---------- RECORD EXTRACTS
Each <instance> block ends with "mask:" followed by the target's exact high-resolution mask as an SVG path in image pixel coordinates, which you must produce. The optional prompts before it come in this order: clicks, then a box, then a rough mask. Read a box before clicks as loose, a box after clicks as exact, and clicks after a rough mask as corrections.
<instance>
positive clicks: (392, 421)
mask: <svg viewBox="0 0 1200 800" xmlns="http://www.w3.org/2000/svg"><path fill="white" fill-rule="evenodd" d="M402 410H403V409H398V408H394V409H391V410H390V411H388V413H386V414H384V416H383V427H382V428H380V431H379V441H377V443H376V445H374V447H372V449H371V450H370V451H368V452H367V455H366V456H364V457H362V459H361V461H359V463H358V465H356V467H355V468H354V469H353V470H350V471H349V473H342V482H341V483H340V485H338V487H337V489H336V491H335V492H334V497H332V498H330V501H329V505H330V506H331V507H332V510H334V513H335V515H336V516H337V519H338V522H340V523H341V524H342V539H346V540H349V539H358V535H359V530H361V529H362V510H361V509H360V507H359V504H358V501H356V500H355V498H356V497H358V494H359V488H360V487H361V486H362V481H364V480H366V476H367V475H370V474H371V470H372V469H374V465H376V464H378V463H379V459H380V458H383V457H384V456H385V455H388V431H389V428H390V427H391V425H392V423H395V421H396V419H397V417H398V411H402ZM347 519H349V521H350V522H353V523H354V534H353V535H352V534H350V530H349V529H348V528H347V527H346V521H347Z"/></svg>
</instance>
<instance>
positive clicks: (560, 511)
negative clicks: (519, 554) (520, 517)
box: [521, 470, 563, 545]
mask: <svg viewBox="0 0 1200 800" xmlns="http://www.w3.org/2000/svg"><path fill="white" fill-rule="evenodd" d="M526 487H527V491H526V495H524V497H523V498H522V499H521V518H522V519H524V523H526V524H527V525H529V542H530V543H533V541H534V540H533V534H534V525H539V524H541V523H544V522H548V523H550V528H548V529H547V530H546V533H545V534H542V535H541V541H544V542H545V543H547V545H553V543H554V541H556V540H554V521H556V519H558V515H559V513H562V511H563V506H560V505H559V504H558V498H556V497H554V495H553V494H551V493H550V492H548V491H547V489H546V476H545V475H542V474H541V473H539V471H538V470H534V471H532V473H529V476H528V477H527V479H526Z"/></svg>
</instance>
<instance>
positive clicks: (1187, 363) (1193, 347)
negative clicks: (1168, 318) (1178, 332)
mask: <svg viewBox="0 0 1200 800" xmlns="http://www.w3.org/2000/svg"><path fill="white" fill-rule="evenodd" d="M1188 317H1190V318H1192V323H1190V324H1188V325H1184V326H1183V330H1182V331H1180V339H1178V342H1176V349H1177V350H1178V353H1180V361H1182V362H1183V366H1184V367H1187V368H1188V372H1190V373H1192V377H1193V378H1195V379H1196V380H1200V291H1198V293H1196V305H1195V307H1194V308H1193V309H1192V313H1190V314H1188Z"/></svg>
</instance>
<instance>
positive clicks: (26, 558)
--------------------
EXERCISE DETAILS: From the start of the listing up to and including the line with "positive clicks: (392, 421)", substitute "full-resolution" for "high-resolution" and give those lines again, leaving everything else unchanged.

OUTPUT OF THE EXERCISE:
Each <instance> block ends with "mask:" followed by the target's exact full-resolution mask as an SVG path in image pixel coordinates, which you must produce. The optional prompts before it come in this order: clicks, then a box, then a rough mask. Read a box before clicks as loose, a box after clicks as exact, and clicks after a rough mask as corrections.
<instance>
positive clicks: (392, 421)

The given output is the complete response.